Task requirements
Pick out every line of the items below that contains the word "black", and copy each one. Case counts.

[Data start]

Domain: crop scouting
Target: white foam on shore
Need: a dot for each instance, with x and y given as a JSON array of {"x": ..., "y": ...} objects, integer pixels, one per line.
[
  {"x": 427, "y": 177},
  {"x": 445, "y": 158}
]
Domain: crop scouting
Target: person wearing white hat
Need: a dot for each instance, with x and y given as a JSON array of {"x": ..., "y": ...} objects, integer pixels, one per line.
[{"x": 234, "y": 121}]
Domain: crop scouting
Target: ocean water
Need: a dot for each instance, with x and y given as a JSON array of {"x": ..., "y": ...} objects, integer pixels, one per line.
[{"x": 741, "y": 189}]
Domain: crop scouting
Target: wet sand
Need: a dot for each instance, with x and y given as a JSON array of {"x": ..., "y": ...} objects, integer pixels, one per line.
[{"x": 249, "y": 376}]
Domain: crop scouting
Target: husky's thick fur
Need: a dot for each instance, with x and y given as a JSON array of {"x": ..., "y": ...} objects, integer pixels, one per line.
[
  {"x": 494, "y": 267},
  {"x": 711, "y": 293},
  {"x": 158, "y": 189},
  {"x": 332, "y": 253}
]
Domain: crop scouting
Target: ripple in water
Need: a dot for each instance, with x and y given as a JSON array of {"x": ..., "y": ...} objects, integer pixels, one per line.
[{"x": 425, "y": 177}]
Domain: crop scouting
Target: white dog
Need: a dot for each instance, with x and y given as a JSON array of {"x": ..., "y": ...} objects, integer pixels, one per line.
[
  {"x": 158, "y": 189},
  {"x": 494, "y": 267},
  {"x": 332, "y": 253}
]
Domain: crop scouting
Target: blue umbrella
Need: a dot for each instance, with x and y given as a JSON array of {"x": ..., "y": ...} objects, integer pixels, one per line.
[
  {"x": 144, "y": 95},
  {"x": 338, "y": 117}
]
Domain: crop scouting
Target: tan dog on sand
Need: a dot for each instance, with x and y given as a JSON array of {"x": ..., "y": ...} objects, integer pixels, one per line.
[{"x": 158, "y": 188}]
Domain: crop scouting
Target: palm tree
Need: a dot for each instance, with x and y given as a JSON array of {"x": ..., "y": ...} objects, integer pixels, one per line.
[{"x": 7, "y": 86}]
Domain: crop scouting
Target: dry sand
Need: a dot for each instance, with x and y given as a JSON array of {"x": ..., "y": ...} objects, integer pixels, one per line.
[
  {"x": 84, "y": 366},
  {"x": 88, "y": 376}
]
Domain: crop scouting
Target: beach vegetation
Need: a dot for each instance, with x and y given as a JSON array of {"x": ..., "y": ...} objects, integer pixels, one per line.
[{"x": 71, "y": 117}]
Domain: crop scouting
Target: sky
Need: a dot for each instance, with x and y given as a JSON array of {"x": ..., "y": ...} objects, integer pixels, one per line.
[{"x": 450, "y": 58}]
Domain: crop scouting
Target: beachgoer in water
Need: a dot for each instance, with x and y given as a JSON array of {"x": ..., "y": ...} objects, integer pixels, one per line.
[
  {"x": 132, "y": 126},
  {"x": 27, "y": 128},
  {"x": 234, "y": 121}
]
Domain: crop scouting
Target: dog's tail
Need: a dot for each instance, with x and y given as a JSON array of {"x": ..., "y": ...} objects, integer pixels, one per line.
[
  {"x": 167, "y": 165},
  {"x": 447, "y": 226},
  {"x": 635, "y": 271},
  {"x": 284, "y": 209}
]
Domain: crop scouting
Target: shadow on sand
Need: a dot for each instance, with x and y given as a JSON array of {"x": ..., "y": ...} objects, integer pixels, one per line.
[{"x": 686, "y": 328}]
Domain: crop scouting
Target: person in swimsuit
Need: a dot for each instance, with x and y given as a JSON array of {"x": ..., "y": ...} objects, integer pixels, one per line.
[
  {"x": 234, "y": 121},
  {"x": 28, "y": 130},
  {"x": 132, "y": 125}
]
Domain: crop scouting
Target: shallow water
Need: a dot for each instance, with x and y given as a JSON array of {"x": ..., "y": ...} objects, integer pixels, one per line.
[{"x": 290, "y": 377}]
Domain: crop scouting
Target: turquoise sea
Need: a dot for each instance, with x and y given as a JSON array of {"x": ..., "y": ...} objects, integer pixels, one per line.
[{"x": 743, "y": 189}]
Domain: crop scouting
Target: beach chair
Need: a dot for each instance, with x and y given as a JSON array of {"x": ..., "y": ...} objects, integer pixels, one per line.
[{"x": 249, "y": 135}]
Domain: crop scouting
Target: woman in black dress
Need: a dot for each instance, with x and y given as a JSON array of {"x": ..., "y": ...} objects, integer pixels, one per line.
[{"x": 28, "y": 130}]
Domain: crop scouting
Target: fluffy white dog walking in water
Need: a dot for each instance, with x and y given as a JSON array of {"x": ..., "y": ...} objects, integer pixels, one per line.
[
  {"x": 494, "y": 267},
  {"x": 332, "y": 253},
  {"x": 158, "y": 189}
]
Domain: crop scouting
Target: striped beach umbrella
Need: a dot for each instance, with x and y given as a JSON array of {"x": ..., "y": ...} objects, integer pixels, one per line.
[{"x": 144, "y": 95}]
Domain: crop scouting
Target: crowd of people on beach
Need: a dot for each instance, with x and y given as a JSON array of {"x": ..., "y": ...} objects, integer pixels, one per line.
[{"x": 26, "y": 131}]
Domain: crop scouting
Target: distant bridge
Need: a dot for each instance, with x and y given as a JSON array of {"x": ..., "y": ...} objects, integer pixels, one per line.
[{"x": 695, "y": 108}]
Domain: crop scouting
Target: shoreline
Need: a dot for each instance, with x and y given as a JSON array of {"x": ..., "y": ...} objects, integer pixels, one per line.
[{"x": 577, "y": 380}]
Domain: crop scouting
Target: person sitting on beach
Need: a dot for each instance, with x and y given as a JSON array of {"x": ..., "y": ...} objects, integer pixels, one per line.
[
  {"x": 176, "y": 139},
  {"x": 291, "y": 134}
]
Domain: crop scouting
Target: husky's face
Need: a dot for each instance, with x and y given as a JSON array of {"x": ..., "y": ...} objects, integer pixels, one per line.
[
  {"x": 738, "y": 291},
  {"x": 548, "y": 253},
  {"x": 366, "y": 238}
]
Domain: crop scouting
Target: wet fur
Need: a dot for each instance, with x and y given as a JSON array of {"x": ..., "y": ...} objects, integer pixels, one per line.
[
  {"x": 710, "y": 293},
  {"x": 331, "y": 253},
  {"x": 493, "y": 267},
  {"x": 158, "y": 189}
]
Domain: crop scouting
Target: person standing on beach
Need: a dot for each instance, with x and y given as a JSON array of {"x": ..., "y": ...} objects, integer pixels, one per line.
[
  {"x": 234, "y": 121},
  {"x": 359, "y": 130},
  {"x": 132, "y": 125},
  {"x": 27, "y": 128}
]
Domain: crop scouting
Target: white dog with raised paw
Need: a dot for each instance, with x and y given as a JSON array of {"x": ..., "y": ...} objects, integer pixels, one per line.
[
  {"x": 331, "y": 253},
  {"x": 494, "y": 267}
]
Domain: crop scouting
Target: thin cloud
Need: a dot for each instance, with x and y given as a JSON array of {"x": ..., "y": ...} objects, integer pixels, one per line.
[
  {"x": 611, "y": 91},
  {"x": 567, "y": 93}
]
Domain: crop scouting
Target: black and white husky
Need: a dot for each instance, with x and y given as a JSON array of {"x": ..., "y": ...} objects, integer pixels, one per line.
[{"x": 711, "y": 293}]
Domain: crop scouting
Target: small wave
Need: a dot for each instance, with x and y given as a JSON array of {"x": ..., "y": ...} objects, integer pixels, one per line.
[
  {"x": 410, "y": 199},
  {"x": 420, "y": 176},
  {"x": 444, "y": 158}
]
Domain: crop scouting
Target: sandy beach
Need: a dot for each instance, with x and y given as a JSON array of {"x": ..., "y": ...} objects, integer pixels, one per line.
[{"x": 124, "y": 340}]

[Data end]

Worked solution
Target: woman in black dress
Target: black and white husky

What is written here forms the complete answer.